* Source text *
---------------
Homeland Security Watch

News and analysis of critical issues in homeland security

July 15, 2014

Why DHS is cleaner than DoD

Filed under: General Homeland Security — by Christopher Bellavita on July 15, 2014

I think I understood most of the 2014 QHSR.  But there’s one piece I did not get.

Today’s post is about my effort to discover what a “clean audit opinion” means.  In 2013, DHS received a clean audit.  The Department of Defense has never had a clean audit.  Never.  But I believe it hopes to have a clean audit in 2017, when it turns 70 years old.

That’s basically what I have to say today.  The details follow.


“It is also worth noting that, in late 2013, DHS received its first unqualified or ‘clean’ audit opinion; this occurred just 10 years after the Department’s formation, which was the largest realignment and consolidation of Federal Government agencies and functions since the creation of the Department of Defense in 1947.”

This 49 word sentence appears twice in the 2014 QHSR.

It sounded like accounting language. I had no idea what it meant. But it seemed like a big deal. So I tried to find out.

The QHSR says DHS got the clean opinion in late 2013. I searched and found a GAO report published on November 15, 2013. That counts as “late 2013” to me.

The report did not appear to confirm the “DHS is Clean” claim: [my emphasis]

GAO reported that the Department of Homeland Security (DHS) had made considerable progress toward obtaining a clean opinion on its financial statements…. DHS has a goal of achieving a clean opinion for fiscal year 2013. However, the DHS auditors’ report for fiscal year 2012, the most recently completed audit, indicated that DHS continues to rely on compensating controls and complex manual work-arounds to support its financial reporting, rather than sound internal control and effective financial management systems.

…GAO also reported that DHS had made limited progress in establishing effective controls to obtain a clean opinion on its internal control over financial reporting.

…DHS has plans to resolve the remaining five material internal control weaknesses, with a goal of achieving a clean opinion on internal control over financial reporting for fiscal year 2016. DHS will continue to face challenges in attaining a clean opinion on its internal control over financial reporting, as well as obtaining and sustaining a clean opinion on its financial statements, until serious internal control and financial management systems deficiencies are resolved.

The GAO report seemed so antithetical to the DHS is Clean assertion that I had to be missing something.

I kept searching and found a DHS press release  that proclaimed “DHS Financial Statements Earn a Clean Audit.”
---------------
* Required task a *
Put the lines of the records starting at the one that contains "Draw the outline of every instance of the apricot fruit" and ending at the one that contains "153], [131, 138]]]" into a Markdown table with the columns Row and Line, leaving out blank lines.
---------------
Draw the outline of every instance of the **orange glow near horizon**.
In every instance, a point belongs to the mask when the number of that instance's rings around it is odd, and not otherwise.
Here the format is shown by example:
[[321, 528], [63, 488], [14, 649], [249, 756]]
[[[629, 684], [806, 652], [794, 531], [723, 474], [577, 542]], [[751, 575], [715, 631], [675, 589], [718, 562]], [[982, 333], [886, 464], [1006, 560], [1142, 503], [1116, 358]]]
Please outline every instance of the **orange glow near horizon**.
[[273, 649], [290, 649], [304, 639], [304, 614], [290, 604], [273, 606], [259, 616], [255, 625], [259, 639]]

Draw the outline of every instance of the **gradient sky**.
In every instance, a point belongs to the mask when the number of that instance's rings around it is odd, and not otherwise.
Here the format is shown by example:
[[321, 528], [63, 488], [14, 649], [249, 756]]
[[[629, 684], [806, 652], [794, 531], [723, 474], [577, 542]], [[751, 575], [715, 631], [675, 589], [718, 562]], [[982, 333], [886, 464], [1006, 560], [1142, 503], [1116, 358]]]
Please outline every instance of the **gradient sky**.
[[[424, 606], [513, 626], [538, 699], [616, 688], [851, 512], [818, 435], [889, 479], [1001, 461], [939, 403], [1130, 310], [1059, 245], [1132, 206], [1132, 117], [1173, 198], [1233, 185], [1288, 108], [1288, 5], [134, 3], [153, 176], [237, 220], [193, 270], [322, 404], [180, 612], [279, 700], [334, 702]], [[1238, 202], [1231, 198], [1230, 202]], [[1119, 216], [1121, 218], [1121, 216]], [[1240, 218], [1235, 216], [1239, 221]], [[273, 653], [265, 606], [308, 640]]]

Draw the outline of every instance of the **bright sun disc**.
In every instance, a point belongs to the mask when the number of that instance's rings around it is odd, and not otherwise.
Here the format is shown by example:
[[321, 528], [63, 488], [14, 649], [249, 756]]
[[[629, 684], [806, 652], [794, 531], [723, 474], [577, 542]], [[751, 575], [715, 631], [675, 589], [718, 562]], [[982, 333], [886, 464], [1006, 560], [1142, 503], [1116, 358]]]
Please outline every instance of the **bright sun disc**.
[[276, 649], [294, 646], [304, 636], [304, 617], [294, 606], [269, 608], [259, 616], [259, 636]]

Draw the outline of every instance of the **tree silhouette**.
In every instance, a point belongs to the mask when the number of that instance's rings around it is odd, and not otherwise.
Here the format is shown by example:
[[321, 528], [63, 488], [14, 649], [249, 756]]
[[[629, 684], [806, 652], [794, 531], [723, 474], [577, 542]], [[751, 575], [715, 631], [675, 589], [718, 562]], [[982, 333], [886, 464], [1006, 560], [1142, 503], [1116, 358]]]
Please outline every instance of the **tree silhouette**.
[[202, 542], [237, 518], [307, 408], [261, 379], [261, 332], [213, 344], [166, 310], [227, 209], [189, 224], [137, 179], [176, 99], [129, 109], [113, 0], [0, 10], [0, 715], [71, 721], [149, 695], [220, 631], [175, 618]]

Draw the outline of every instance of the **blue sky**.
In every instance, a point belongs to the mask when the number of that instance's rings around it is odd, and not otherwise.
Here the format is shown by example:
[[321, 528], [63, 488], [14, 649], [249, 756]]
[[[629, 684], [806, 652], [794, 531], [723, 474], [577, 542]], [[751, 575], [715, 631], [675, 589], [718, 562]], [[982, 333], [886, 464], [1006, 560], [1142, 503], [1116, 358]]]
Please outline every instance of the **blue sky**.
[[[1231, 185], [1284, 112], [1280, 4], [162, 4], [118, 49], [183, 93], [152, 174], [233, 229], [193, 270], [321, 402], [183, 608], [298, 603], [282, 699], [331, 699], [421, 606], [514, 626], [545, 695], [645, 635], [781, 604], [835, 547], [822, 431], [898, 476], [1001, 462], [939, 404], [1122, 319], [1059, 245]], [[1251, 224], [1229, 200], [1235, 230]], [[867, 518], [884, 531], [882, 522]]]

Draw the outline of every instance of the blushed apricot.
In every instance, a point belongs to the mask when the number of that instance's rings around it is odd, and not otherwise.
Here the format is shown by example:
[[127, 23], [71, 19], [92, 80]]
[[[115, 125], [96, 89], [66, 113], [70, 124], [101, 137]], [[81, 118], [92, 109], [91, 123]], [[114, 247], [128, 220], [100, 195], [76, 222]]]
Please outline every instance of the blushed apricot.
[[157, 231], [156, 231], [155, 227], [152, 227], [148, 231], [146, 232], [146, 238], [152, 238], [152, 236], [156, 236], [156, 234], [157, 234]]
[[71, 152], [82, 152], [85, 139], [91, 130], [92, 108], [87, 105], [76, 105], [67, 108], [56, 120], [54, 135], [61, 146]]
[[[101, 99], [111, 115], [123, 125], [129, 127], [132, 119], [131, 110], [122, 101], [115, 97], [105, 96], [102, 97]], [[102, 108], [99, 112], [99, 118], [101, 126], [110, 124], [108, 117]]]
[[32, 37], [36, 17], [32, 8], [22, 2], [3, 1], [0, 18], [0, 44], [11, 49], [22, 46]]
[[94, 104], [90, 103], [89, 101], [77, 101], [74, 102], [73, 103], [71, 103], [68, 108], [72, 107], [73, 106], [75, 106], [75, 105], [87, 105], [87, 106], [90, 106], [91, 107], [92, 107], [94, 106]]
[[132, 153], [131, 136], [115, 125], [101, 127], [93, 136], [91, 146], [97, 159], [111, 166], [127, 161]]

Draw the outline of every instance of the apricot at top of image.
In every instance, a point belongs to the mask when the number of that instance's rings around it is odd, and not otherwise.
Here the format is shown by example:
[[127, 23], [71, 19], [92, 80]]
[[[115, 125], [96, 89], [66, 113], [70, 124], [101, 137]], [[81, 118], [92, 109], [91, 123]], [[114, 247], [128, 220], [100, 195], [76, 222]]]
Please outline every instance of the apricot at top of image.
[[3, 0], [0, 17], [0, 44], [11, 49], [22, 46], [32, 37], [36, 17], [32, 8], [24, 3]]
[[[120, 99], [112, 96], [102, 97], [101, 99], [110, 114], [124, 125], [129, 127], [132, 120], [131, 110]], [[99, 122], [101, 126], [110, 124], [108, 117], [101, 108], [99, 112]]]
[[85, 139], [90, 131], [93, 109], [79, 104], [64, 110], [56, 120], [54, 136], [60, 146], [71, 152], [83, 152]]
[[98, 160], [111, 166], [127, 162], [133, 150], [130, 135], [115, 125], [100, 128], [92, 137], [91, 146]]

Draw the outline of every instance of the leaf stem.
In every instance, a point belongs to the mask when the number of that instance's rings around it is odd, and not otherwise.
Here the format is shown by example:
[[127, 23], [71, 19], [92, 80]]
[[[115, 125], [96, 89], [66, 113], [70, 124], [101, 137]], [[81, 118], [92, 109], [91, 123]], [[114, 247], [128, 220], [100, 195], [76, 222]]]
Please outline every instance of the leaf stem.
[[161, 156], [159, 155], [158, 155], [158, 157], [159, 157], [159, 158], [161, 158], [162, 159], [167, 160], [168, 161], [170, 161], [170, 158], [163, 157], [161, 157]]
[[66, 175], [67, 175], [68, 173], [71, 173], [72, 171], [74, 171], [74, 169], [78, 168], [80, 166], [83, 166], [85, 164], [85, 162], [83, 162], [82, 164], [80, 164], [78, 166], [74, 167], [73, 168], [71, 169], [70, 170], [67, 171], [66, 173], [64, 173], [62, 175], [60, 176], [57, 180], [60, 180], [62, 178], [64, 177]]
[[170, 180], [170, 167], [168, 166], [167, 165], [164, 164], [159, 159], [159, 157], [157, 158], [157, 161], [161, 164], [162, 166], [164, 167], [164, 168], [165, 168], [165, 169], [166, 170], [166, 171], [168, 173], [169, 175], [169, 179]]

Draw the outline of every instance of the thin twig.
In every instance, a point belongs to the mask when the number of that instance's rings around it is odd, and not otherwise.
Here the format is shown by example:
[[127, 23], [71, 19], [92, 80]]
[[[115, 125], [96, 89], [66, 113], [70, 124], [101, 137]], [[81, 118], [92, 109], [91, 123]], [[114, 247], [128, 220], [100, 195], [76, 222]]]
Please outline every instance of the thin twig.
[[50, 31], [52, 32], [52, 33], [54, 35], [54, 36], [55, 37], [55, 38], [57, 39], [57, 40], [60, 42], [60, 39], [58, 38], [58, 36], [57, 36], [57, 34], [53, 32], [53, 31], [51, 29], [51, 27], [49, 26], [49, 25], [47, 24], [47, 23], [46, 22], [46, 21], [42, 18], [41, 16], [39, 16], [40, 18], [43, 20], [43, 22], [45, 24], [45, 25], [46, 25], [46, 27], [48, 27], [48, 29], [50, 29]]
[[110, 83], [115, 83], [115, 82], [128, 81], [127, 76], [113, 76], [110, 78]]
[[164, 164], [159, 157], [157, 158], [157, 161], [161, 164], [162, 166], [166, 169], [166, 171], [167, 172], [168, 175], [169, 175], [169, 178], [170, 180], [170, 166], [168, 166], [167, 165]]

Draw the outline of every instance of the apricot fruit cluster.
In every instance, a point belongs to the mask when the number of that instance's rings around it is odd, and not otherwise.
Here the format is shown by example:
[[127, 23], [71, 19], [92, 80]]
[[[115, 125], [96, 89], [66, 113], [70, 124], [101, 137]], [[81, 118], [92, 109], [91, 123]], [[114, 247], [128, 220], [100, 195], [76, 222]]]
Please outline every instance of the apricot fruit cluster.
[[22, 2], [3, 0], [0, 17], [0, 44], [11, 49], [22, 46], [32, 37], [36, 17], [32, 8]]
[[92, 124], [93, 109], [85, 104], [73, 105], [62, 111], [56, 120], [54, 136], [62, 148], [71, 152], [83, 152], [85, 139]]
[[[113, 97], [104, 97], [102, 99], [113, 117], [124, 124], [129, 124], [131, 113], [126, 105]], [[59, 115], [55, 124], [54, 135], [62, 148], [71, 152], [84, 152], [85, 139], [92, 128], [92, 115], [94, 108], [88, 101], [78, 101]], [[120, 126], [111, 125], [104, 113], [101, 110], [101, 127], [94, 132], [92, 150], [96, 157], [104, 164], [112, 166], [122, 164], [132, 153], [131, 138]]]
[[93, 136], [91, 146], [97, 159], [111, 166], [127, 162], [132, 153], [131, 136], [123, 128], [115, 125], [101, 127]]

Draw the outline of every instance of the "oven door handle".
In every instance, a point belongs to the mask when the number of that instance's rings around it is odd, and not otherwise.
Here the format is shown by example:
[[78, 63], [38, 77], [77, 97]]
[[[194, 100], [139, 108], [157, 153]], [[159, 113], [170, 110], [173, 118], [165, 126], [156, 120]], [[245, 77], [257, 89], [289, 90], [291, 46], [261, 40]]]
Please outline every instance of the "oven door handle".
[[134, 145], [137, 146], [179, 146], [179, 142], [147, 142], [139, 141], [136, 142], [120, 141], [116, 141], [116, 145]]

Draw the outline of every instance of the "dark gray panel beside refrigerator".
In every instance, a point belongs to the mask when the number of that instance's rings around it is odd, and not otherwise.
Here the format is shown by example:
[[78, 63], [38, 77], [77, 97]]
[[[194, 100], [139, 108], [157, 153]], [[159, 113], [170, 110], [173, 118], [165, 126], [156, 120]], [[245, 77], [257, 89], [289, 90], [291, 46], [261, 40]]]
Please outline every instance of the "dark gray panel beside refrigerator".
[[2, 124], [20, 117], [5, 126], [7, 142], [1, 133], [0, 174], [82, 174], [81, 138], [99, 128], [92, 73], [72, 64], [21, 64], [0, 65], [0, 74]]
---------------
* Required task b *
In the post about DHS's clean audit, on what date was the GAO report the author found published?

* Problem solution a *
| Row | Line |
|---|---|
| 1 | Draw the outline of every instance of the apricot fruit cluster. |
| 2 | In every instance, a point belongs to the mask when the number of that instance's rings around it is odd, and not otherwise. |
| 3 | Here the format is shown by example: |
| 4 | [[127, 23], [71, 19], [92, 80]] |
| 5 | [[[115, 125], [96, 89], [66, 113], [70, 124], [101, 137]], [[81, 118], [92, 109], [91, 123]], [[114, 247], [128, 220], [100, 195], [76, 222]]] |
| 6 | Please outline every instance of the apricot fruit cluster. |
| 7 | [[22, 2], [3, 0], [0, 17], [0, 44], [11, 49], [22, 46], [32, 37], [36, 17], [32, 8]] |
| 8 | [[92, 124], [93, 109], [85, 104], [73, 105], [62, 111], [56, 120], [54, 136], [62, 148], [71, 152], [83, 152], [85, 139]] |
| 9 | [[[113, 97], [104, 97], [102, 99], [113, 117], [124, 124], [129, 124], [131, 113], [126, 105]], [[59, 115], [55, 124], [54, 135], [62, 148], [71, 152], [84, 152], [85, 139], [92, 128], [92, 115], [94, 108], [88, 101], [78, 101]], [[120, 126], [111, 125], [104, 113], [101, 110], [101, 127], [94, 132], [92, 150], [96, 157], [104, 164], [112, 166], [122, 164], [132, 153], [131, 138]]] |

* Problem solution b *
November 15, 2013